───── Texto selecionado

A alma e a cítara / 15 – O Salmo 42-43 ajuda-nos a pronunciar e a gritar a Deus no tempo da seca
Luigino Bruni
Original italiano publicado em Avvenire em 05/07/2020.
«A invocação do homem é a invocação própria de Deus. O homem reza à imagem e semelhança de Deus: de quem, se não desta que é a maior das suas obras? Os Salmos são a oração de Deus».
Sergio Quinzio, Un commento alla Bibbia.
A sede da corsa é a condição ordinária da vida espiritual adulta. A aridez não é ausência, mas lugar da fé. Todavia, não o sabemos, enquanto não acontecer um “encontro” extraordinário…
A qualidade espiritual da nossa vida depende de como usamos os poucos encontros determinantes. Um destes é aquele entre o jovem que éramos e o adulto em que nos tornámos. Um encontro que, no desenrolar de uma existência, chega quase sempre – num livro que estamos a ler, num sonho, enquanto limpamos o quarto e preparamos a mesa. Chega sempre inesperado, nunca se faz anunciar, não é um encontro planeado, é um vau dum rio tumultuoso. Apanha-nos de surpresa e encontra-nos impreparados. É sempre um acontecimento determinante. O encontro começa com uma pergunta do jovem: “Quem és?”. Reconhecemo-lo de imediato porque, nele, revemos o rosto infantil que nunca se apagou na alma. Ele não: para ele somos um desconhecido, mudámos muito para que aquela criança possa reconhecer-se no adulto. Aquele “quem és?” ecoa em nós como algo de assustador, tira-nos a respiração. Naquela pergunta voltamos a ouvir o eco da pergunta feita por Eloim a Adão (“onde estás?”), revive a pergunta a Caim (“onde está o teu irmão?”). E nós, então, descobrimo-nos nus, envergonhamo-nos, não conseguimos responder nem queremos fazê-lo. Se salvámos alguma coisa da inocência da infância, aquela pergunta quase nos pode fazer morrer. Depois, num momento, revemos toda a nossa vida e renasce uma infinita pungente saudade de pureza, de verdade e de todas as primeiras palavras que sentíamos perdidas para sempre.

──────────
───── Entradas apresentadas

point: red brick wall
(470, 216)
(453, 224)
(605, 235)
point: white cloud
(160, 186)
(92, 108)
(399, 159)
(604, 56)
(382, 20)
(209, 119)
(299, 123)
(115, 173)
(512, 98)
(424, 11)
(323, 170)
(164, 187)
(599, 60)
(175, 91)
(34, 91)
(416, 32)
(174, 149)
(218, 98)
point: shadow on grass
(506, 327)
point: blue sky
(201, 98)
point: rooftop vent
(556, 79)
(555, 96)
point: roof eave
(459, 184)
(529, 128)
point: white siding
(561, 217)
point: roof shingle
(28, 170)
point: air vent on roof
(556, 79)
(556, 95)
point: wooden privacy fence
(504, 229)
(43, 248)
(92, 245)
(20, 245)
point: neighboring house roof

──────────

**Instruções de trabalho:**
1. Volta a escrever na íntegra o texto sobre o Salmo 42-43, sem mudar nada.
2. Reescreve as entradas desde a linha que contém "point: white siding" até ao fim, com essa linha e a última incluídas e os pedidos mantidos. Desloca cada coordenada somando -52 a todos os seus números.
O texto sobre o Salmo 42-43 e as entradas vêm de fontes diferentes.

**Soluções por tarefa:**
1.
A alma e a cítara / 15 – O Salmo 42-43 ajuda-nos a pronunciar e a gritar a Deus no tempo da seca
Luigino Bruni
Original italiano publicado em Avvenire em 05/07/2020.
«A invocação do homem é a invocação própria de Deus. O homem reza à imagem e semelhança de Deus: de quem, se não desta que é a maior das suas obras? Os Salmos são a oração de Deus».
Sergio Quinzio, Un commento alla Bibbia.
A sede da corsa é a condição ordinária da vida espiritual adulta. A aridez não é ausência, mas lugar da fé. Todavia, não o sabemos, enquanto não acontecer um “encontro” extraordinário…
A qualidade espiritual da nossa vida depende de como usamos os poucos encontros determinantes. Um destes é aquele entre o jovem que éramos e o adulto em que nos tornámos. Um encontro que, no desenrolar de uma existência, chega quase sempre – num livro que estamos a ler, num sonho, enquanto limpamos o quarto e preparamos a mesa. Chega sempre inesperado, nunca se faz anunciar, não é um encontro planeado, é um vau dum rio tumultuoso. Apanha-nos de surpresa e encontra-nos impreparados. É sempre um acontecimento determinante. O encontro começa com uma pergunta do jovem: “Quem és?”. Reconhecemo-lo de imediato porque, nele, revemos o rosto infantil que nunca se apagou na alma. Ele não: para ele somos um desconhecido, mudámos muito para que aquela criança possa reconhecer-se no adulto. Aquele “quem és?” ecoa em nós como algo de assustador, tira-nos a respiração. Naquela pergunta voltamos a ouvir o eco da pergunta feita por Eloim a Adão (“onde estás?”), revive a pergunta a Caim (“onde está o teu irmão?”). E nós, então, descobrimo-nos nus, envergonhamo-nos, não conseguimos responder nem queremos fazê-lo. Se salvámos alguma coisa da inocência da infância, aquela pergunta quase nos pode fazer morrer. Depois, num momento, revemos toda a nossa vida e renasce uma infinita pungente saudade de pureza, de verdade e de todas as primeiras palavras que sentíamos perdidas para sempre.

2.
point: white siding
(509, 165)
point: roof shingle
(-24, 118)
point: air vent on roof
(504, 27)
(504, 43)
point: wooden privacy fence
(452, 177)
(-9, 196)
(40, 193)
(-32, 193)
point: neighboring house roof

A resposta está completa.